→ 課題 1
銀行系システムの記事について、次の問いに答えてください。
(a) 「FinTech」はどの二つの語を足した造語か。
(b) Apple Payが日本でも利用可能になるのはいつからか。
(c) 若いITエンジニアを中心に、銀行のシステムはどのようなネガティブなイメージを持たれているか。
→ 課題 2
銀行系システムの記事の続きを書いてください。

→ 抜粋文
若手が知らないメインフレームと銀行系システムの歴史&基礎知識:FinTech時代、銀行系システムはどうあるべきか(1)(1/2 ページ)
本連載では、銀行系システムについて、その要件や歴史を整理しつつ、スマートフォンを使う銀行取引やブロックチェーンなど、新しい技術が及ぼす影響を考察していきます。初回は、メインフレームと銀行系システムの歴史と基礎知識についてです。
「Finance(金融)」と「Technology(技術)」を足した造語である「FinTech」。その旗印の下、IT技術によって金融に関わるさまざまな業務や処理を利便化し、ビジネスの拡大を図る動きが国内金融業界から大きな注目を浴びています。特に金融業界の中心である“銀行”が運用するシステムについては話題に事欠きません。
例えば、ブロックチェーンによって銀行の勘定系システムが変わるという話があれば、2016年10月から日本でも利用可能になるApple Payなど「決済」技術の革新によって、決済のコストが急速に低下し、その主導権は銀行から企業に移るという意見もあります(参考)。
若いITエンジニアを中心に「レガシーで古臭いメインフレームのみで動いている」「コボラーの吹きだまり」とネガティブなイメージを持たれることが多い銀行のシステムは、新しい技術によって、今後どうなっていくのでしょうか。

→ 利用可能なデータ
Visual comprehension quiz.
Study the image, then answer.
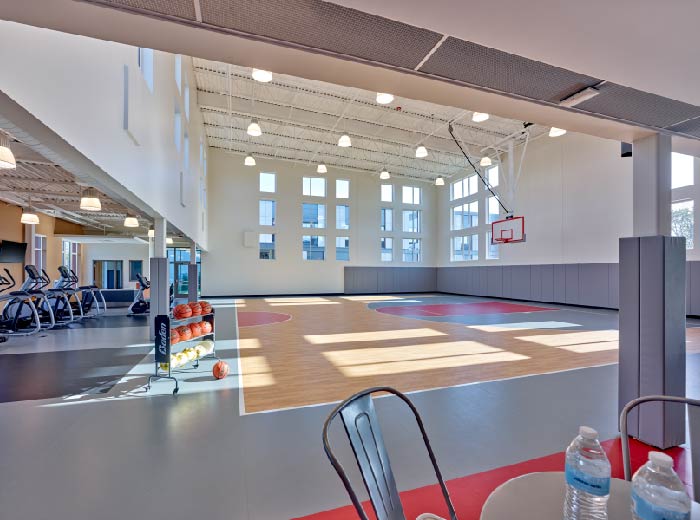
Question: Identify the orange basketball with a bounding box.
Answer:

→ 出力 1
(a) 「Finance(金融)」と「Technology(技術)」
(b) 2016年10月から
(c) 「レガシーで古臭いメインフレームのみで動いている」「コボラーの吹きだまり」というイメージ

→ 出力 2
本連載「FinTech時代、銀行系システムはどうあるべきか」では、銀行系システムについて、その要件や歴史を整理しつつ、スマートフォンを使う銀行取引やブロックチェーンなど、新しい技術が及ぼす影響を考察していきます。ただ、先端の事象を理解するためには、その前提となる歴史を知っておく必要があります。そこで初回は、メインフレームと銀行系システムの歴史から話を進めていきましょう。
「銀行系システム」は、どんな種類に分けられる?
銀行業務の中でも、主要なのは「預金」「貸付」「為替」といわれています。個人や企業からお金を預かるのが「預金」業務で、商品としては普通預金、各種定期預金、当座預金などがあります。預金で預かったお金を資金が必要な人に貸し出すのが「貸付」業務で、企業に対する貸付だけではなく、住宅ローンをはじめとする個人向けの貸付が含まれます。お金を別の銀行にある他の口座に送ったり、手形や小切手の代金を受け取ったりするのが「為替」業務です。
これらの主要業務を処理するシステムが、銀行の「勘定系システム」です。その他の銀行業務を処理・サポートするシステムとして、「情報系システム」「国際系システム」「証券系システム」「対外系システム」「営業店システム」などがあります。
銀行によってはシステムの呼び方やシステムの分割方法が異なる場合があります。そのため一口に「勘定系」といっても、どの業務を処理するシステムなのかによって、業務要件・システム要件が異なるため注意が必要です。
情報系は、収益管理・与信管理・ALM(Asset Liability Management)という金融リスク管理や、CRM(Customer Relationship Management)などによる顧客情報を処理するシステムの総称ですが、これらの業務の性質上、銀行の営業戦略が最も反映されるシステムであるといえるでしょう。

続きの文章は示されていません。